Natural language region descriptions
▼

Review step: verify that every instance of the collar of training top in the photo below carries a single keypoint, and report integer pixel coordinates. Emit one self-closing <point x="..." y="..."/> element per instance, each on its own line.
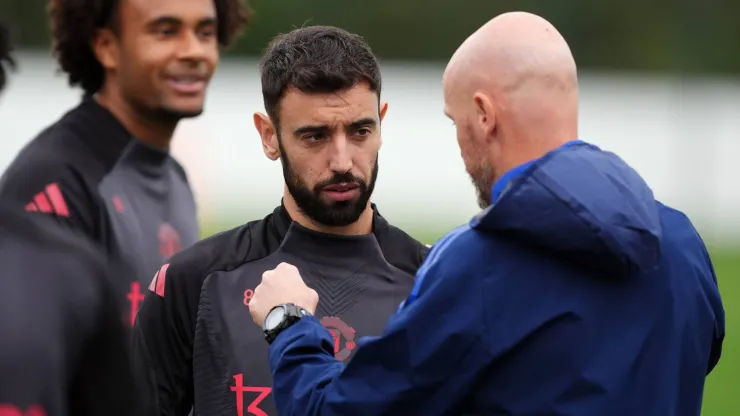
<point x="331" y="250"/>
<point x="282" y="221"/>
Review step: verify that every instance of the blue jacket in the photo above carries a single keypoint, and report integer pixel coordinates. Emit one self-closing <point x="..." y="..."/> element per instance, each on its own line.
<point x="576" y="293"/>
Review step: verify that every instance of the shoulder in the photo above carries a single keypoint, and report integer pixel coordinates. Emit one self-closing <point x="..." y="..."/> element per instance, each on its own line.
<point x="221" y="252"/>
<point x="179" y="169"/>
<point x="403" y="251"/>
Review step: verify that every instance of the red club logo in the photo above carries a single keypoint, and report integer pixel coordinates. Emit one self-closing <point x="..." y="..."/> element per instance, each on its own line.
<point x="340" y="331"/>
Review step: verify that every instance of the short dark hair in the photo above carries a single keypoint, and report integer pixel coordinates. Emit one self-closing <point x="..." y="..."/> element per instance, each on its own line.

▲

▶ _AIM OF THE EXERCISE_: Text only, pictures out: give every record again as written.

▶ _ANSWER TO THIS TASK_:
Review step: verify that every instance of the collar of training top in the photo below carries a single keypoint, and report integer pixel coordinates. Emit one self-closing <point x="..." y="..."/> element per instance, each on its own line.
<point x="331" y="250"/>
<point x="282" y="221"/>
Review step: verify that every instance of the blue jacket in the photo above carries a single keypoint, and report integer pixel coordinates. Emit one self-closing <point x="..." y="..."/> element per instance, each on its own line.
<point x="576" y="293"/>
Review step: verify that every instance of the shoulder in the photo above carries a single keypoint, and report integer pixel coordinates. Emit one self-closing <point x="..." y="..."/> element per instance, each on its own line.
<point x="221" y="252"/>
<point x="179" y="169"/>
<point x="403" y="251"/>
Review step: verify that every instance of the red club logo in the photo above carries a single keypoint, and report integer pixel coordinates. Emit one self-closing <point x="..." y="..."/> element per instance, each on its own line.
<point x="340" y="331"/>
Review step: verify that every instance of the short dark hair in the photo above carries a single keypoint, and report integer pixel coordinates. Emit one self-closing <point x="..." y="..."/> element per instance, each on its own line.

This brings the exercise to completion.